- _MATERIALS PROVIDED_
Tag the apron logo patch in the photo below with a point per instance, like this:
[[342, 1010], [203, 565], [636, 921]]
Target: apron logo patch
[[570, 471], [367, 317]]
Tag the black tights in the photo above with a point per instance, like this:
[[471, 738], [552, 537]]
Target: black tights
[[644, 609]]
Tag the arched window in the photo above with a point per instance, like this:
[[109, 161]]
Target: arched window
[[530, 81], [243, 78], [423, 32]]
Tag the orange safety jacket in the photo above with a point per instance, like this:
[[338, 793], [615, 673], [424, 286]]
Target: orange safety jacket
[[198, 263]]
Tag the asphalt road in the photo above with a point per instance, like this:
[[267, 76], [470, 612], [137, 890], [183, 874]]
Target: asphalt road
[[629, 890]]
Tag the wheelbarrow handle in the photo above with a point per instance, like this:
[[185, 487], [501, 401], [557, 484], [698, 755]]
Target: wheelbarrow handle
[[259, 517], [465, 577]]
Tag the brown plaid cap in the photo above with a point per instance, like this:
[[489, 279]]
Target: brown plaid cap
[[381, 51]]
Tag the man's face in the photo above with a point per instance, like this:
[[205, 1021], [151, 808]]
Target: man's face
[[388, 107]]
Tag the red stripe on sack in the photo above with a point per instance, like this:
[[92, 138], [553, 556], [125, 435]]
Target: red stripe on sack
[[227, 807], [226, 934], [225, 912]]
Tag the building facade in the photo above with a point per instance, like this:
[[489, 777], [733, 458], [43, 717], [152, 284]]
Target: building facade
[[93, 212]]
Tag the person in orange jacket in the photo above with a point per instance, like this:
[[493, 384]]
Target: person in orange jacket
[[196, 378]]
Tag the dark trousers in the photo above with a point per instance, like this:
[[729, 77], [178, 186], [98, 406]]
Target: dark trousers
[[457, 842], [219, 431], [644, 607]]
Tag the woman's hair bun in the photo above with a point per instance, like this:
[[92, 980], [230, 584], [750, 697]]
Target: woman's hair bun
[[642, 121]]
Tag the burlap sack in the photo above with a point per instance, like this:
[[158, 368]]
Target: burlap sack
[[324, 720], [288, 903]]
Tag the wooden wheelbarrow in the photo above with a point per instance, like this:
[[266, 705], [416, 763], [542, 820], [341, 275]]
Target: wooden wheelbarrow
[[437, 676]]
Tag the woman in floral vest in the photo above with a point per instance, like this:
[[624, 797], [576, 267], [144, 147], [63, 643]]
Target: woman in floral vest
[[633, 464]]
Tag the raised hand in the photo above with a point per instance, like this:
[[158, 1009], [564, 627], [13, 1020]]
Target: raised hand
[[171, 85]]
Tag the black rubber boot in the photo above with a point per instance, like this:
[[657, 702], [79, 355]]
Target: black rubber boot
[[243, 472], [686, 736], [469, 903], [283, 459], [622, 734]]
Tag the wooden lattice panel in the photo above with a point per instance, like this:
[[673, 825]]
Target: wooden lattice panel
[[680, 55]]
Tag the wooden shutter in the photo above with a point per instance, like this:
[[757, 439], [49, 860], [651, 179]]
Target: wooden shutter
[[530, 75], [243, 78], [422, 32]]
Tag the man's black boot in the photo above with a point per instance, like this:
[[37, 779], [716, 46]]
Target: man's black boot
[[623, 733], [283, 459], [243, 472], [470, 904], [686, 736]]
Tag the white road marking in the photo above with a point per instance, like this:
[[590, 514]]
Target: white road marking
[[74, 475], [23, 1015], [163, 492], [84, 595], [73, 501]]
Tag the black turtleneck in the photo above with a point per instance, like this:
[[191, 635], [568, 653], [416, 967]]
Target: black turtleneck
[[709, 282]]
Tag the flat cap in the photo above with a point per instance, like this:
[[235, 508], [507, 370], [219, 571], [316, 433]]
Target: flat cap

- _WRITTEN PROBLEM_
Rewrite the items from the line with "Tag the red" up to and including the line with "[[642, 121]]", changing "building facade" to "brick facade" and keeping everything else the same. Give only those lines.

- _WRITTEN REPLY_
Tag the red stripe on sack in the photo above with a point per instance, like this:
[[92, 138], [553, 556], [125, 435]]
Target: red stripe on sack
[[227, 807], [226, 934], [225, 912]]
Tag the brick facade in the photo above with a point per instance, like this:
[[489, 777], [733, 458], [43, 717], [152, 284]]
Target: brick facade
[[93, 212]]
Tag the person in orange jacket in the photo above with a point per instance, like this:
[[493, 384]]
Target: person in orange jacket
[[196, 378]]
Tag the dark trousers in the photo above with a point per instance, like this:
[[729, 77], [178, 186], [98, 406]]
Target: dark trousers
[[457, 842], [219, 431], [644, 607]]
Tag the woman's hair bun in the photo above with a point per instance, like this:
[[92, 980], [230, 584], [750, 697]]
Target: woman's hair bun
[[642, 121]]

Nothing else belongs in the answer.